Of course. I'll be there tomorrow
at 9 a.m.

It's the vice principal of the junior high.
He wants to talk to me tomorrow.

Is it about Simon?

No. It's about the custodian
I told you about, Rudy.

He's in some kind of trouble.

I'm telling you,
there was a monkey in this tree.

- What are you girls doing tonight?
- Nothing.

What would you like us to be doing?

Do you think you could take care
of the twins?

There's a meeting
that I'd like to go to.

Oh, where did you say
you ladies were meeting? I-- I forgot.

Nice try.

- Is there a problem?
- No, no problem.

We would love to babysit the twins.

What do you mean?

You have not changed one diaper.
You have not given one bath.

You have not burped a baby, fed
a baby, or even rocked a baby to sleep.

- So? It doesn't mean that I can't.
- But it doesn't mean you can either.

Why should I get stuck
doing everything?

Because you can?

- I think you scared them.
- Oh, they'll be all right.

But they want something and
they want it bad enough to babysit.

Yeah. I better get my stuff together,
I'm due at the vice principal's office.

§ Lines excerpted from a collection:
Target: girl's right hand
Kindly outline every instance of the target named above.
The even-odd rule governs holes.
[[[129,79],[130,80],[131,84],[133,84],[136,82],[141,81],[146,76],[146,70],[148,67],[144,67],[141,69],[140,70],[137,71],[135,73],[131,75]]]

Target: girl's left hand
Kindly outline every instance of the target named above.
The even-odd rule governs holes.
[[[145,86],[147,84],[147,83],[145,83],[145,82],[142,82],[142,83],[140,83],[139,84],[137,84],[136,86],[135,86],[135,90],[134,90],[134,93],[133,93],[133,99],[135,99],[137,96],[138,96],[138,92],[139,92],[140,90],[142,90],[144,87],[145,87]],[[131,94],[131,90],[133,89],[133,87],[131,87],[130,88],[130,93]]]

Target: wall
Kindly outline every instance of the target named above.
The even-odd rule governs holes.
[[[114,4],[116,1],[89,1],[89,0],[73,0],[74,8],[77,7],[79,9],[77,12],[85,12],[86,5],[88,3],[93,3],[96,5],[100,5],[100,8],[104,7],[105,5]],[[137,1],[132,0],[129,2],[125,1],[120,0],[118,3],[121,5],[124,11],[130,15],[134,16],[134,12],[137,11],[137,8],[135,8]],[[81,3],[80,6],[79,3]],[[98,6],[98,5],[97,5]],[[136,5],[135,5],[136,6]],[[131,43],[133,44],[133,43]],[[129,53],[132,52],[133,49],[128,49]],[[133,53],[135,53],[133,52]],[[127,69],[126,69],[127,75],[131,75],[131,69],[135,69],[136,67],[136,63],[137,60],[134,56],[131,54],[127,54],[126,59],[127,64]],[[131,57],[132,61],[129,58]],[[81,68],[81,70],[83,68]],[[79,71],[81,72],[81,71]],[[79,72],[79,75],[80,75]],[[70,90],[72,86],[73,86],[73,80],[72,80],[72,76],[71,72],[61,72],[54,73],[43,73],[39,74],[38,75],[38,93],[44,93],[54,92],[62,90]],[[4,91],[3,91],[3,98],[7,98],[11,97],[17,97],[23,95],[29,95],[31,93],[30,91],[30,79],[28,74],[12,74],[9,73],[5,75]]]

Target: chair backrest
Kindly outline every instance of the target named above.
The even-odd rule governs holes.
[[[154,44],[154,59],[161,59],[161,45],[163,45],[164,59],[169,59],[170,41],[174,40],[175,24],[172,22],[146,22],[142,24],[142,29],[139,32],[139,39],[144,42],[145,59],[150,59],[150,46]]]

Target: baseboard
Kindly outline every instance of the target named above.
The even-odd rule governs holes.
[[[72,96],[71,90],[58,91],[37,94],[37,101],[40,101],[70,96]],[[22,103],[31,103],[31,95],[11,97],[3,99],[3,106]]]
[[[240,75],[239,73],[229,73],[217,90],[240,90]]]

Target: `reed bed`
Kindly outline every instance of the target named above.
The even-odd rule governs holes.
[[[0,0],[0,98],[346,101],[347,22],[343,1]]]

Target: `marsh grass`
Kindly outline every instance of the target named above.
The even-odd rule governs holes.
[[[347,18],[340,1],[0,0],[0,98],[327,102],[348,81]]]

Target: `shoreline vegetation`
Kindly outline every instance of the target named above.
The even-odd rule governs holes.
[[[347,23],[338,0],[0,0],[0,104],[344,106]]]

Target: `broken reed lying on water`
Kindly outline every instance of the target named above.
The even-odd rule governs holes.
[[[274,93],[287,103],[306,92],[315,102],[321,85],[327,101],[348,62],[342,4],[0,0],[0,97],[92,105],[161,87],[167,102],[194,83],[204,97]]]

§ YOUR GOAL: According to the dialogue, what baby-care tasks has one speaker never done? List every one. These lines bear no relation to the dialogue.

§ ANSWER:
- Changing a diaper
- Giving a bath
- Burping a baby
- Feeding a baby
- Rocking a baby to sleep